• [AUSZUG AUS DOKUMENT]
↓
Baden-Baden – Neubau oder Rekonstruktion der Synagoge?

  • Ich denke, dieses Projekt verdient einen eigenen Strang: Die jüdische Gemeinde in Baden-Baden diskutiert seit einigen Monaten den Neubau einer Synagoge mit Gemeindezentrum. In den letzten Tagen ist ein heftiger öffentlicher Streit über den Standort neu entflammt. Derzeit erscheint eine Fläche einige Kilometer westlich der Altstadt an der Fürstenbergallee, die parallel zum Autobahnzubringer B500 verläuft, als wahrscheinlichste Lösung. Das stößt jedoch auf Kritik sowohl bei einigen Gemeindemitgliedern als auch anderen Einwohnern und Lokalpolitikern, die sich einen zentraleren Standort wünschen.

    Vom Rathaus erhielt die Gemeinde Anfang Februar nach einer Anfrage für einen alternativen Bauplatz jedoch eine Absage, da man über kein in Zentrumsnähe gelegenes, passendes stadteigenes Grundstück verfüge. Der Gemeinde wurde vom Rathaus nahegelegt, "sich auf dem privaten Markt umzuschauen" (Wortlaut, mehr Details und ganze Erklärung siehe hier). Daraufhin hat der FDP-Kreisvorsitzende René Lohs am Dienstag in einer schriftlichen Erklärung die Rekonstruktion der 1938 zerstörten Synagoge in der Altstadt angeregt. Er kritisiert darin die mangelnde "Sensibilität im Umgang mit dem Thema" durch den jetzigen Grundstückseigentümer, der das unbebaute Gelände nicht verkaufen wolle. Auch die Stadtverwaltung akzeptiere damit "den Bau des Gotteshauses am Autobahnzubringer" (Quelle).
↑
• [VORLIEGENDE DATENSÄTZE]
↓
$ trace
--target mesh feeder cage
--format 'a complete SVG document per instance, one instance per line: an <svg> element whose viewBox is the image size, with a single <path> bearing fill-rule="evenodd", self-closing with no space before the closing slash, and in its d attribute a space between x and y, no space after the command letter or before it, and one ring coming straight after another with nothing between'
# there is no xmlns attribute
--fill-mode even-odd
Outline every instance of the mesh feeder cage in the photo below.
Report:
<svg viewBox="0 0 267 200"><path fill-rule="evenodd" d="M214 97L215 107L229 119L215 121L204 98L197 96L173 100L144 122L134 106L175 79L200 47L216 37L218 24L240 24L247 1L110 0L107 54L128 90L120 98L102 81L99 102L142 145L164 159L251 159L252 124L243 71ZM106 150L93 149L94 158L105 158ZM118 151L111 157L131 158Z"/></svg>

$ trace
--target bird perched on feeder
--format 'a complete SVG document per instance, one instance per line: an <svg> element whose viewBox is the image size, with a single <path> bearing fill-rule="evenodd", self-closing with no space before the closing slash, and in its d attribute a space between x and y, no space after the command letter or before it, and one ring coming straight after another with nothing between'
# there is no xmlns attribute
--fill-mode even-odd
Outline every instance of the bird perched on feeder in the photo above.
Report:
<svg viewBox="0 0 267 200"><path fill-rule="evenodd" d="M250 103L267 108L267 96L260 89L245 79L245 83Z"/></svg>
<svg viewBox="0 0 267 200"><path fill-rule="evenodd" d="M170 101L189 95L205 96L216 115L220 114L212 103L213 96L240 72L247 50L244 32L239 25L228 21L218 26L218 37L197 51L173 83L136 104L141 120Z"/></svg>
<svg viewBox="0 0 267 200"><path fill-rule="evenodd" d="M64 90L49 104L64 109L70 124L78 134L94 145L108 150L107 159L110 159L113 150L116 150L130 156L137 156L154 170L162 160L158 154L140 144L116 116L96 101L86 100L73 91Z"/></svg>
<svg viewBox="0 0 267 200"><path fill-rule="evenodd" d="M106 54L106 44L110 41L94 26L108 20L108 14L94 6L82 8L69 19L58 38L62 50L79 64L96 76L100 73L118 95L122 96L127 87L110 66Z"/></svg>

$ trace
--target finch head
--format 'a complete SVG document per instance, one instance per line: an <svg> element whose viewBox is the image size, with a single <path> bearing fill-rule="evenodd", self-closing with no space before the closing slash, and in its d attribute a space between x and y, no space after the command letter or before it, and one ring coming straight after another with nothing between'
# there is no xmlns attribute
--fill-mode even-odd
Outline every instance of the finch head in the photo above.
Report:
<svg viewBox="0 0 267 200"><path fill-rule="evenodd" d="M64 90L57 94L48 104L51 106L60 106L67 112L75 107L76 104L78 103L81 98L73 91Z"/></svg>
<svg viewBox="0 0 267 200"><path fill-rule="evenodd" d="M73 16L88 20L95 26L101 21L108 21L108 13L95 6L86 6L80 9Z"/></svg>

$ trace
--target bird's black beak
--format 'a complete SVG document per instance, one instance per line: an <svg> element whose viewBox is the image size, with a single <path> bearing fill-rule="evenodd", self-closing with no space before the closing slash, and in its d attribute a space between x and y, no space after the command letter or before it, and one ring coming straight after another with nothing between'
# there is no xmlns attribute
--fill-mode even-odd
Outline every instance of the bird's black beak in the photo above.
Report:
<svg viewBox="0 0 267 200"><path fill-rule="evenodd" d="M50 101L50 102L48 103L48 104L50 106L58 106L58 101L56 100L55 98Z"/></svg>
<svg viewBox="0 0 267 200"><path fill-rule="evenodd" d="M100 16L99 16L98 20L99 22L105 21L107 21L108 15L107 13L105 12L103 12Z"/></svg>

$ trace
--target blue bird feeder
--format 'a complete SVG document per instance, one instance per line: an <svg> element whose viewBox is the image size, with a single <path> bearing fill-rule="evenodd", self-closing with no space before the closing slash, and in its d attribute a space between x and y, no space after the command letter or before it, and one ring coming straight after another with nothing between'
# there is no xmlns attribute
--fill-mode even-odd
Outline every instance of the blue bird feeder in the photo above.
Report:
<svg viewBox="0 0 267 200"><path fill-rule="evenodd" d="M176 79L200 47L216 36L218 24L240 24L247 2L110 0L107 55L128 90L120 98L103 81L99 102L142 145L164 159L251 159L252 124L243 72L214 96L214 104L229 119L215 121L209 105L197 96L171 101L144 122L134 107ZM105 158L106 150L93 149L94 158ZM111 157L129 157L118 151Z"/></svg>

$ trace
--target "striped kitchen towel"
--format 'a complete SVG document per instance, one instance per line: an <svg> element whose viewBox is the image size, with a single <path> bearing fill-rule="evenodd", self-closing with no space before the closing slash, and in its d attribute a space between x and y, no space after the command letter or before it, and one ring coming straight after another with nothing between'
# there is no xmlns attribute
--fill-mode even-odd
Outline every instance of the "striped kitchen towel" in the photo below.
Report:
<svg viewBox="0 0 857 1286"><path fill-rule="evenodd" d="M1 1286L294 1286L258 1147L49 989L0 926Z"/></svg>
↑
• [ZIEL DER ÜBUNG]
Wer hat laut dem Text über die Synagoge in Baden-Baden angeregt, die 1938 zerstörte Synagoge in der Altstadt wieder aufzubauen?

• [ERGEBNIS DER ÜBUNG]
Der FDP-Kreisvorsitzende René Lohs.